(ENTRIES PROVIDED):
######
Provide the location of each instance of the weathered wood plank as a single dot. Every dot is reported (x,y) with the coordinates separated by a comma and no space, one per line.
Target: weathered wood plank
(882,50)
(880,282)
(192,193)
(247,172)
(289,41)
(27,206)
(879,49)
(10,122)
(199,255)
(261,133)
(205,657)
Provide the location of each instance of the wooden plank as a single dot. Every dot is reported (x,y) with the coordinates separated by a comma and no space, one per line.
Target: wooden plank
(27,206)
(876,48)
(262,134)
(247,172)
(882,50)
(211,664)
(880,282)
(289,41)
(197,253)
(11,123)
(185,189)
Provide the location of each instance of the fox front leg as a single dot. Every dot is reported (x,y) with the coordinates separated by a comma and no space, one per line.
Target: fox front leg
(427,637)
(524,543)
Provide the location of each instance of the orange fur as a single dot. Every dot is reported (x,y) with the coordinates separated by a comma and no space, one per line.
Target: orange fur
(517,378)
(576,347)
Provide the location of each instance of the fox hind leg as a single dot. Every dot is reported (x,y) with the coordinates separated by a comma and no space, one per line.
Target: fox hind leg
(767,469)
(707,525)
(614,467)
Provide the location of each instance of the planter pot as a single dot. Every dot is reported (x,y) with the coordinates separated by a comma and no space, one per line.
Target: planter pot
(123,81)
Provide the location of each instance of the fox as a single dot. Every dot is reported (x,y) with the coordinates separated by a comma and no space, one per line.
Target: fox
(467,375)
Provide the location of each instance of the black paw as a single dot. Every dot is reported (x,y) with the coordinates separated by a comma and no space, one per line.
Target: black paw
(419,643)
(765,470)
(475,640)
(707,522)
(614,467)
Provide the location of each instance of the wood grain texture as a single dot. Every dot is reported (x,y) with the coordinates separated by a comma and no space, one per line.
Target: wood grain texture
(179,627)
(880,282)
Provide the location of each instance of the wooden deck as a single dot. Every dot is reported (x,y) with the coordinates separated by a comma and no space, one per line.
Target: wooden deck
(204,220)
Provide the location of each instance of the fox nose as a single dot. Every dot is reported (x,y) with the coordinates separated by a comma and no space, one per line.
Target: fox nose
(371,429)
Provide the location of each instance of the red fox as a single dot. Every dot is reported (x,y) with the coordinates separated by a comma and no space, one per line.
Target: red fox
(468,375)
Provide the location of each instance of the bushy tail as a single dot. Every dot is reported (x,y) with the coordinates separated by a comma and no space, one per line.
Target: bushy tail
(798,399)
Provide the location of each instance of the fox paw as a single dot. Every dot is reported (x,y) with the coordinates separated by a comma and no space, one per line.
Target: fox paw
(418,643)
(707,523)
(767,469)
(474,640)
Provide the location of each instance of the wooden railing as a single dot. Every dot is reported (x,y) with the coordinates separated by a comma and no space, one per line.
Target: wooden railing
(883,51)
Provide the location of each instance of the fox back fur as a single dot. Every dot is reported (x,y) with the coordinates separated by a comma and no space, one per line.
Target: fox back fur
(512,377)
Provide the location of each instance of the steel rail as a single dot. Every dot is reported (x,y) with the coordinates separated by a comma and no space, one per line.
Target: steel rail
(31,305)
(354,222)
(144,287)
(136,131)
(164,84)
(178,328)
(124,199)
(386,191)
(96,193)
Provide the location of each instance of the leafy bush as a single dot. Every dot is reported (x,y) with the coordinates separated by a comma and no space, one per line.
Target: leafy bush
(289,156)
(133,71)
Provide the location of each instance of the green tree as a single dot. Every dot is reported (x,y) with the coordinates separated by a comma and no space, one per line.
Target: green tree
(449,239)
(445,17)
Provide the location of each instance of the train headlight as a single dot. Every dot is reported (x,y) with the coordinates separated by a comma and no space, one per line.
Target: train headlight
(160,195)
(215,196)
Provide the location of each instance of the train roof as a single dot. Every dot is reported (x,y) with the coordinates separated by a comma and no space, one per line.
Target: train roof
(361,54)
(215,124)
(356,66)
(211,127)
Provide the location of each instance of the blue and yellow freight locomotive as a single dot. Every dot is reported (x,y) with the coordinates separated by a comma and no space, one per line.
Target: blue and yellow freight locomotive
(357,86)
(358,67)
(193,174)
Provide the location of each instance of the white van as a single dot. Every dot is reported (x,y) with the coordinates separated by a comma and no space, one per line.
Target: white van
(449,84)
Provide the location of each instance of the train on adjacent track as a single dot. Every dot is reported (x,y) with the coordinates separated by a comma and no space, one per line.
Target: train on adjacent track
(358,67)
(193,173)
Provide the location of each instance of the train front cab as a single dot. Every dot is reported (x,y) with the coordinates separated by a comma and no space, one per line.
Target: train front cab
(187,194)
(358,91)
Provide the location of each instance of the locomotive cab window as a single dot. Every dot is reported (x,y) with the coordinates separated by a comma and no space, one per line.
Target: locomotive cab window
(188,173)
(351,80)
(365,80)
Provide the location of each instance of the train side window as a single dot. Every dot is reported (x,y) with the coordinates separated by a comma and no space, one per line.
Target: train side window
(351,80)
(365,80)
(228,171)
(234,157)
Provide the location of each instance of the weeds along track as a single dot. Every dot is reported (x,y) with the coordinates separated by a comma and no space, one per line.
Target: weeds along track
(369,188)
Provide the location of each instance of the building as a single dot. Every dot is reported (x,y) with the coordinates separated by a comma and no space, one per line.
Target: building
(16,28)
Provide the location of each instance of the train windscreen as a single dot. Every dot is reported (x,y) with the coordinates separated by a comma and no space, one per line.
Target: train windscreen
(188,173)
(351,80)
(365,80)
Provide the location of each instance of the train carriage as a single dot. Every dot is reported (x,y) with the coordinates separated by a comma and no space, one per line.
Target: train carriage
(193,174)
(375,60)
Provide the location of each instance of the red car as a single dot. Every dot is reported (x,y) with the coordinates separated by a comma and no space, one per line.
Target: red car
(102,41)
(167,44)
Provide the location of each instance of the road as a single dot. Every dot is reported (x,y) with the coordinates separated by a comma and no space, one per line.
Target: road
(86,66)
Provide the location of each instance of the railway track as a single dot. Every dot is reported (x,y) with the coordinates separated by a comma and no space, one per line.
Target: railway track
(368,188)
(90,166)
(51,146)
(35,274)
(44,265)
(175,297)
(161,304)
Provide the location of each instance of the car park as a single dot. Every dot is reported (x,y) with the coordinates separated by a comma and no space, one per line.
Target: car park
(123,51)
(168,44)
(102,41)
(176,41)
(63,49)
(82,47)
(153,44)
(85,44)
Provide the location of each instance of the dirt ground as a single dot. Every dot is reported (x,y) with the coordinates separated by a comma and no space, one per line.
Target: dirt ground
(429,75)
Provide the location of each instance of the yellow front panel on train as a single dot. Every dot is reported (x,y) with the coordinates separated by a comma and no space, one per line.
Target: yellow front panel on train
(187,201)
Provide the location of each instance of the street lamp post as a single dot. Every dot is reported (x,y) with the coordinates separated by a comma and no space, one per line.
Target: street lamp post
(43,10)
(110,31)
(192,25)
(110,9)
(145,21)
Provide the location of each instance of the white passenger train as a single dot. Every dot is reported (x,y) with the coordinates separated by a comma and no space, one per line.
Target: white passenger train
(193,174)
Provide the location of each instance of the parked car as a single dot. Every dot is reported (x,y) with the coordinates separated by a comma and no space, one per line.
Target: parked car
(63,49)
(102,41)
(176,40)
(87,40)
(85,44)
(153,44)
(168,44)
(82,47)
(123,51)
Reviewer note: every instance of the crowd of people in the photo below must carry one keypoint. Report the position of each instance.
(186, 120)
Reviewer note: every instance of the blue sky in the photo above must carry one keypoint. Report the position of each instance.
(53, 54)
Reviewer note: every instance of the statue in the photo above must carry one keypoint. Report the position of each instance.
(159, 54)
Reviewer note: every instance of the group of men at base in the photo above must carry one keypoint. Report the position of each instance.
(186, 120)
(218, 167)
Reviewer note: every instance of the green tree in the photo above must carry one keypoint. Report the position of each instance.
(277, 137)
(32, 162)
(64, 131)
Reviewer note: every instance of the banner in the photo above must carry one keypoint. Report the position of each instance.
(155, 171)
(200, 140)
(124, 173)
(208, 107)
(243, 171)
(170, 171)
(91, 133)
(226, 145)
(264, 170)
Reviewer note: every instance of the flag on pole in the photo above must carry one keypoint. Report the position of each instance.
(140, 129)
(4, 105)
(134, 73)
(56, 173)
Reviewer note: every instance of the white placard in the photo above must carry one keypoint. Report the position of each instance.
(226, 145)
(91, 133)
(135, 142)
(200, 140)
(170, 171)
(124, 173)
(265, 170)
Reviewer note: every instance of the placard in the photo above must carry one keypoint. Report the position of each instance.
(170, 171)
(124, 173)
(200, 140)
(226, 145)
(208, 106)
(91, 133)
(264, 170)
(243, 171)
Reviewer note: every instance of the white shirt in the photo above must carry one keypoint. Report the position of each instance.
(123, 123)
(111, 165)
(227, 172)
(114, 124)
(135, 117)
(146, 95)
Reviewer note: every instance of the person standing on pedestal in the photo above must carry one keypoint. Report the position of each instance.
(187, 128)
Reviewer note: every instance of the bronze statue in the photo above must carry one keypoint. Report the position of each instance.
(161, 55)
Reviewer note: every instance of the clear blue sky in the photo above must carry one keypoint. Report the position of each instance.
######
(TASK TO COMPLETE): Return only the lines between the one holding "Target: wooden deck" and the one holding "Provide the location of each instance of the red fox", inclusive, exactly as they appear above.

(TASK OUTPUT):
Target: wooden deck
(204,220)
Provide the location of each instance of the fox nose as a single dot. Every dot is reported (x,y) with the coordinates separated by a comma and no space, one per line.
Target: fox nose
(371,429)
Provide the location of each instance of the red fox as a single dot. Every dot is reported (x,y) with the coordinates separated by a comma and no space, one per line.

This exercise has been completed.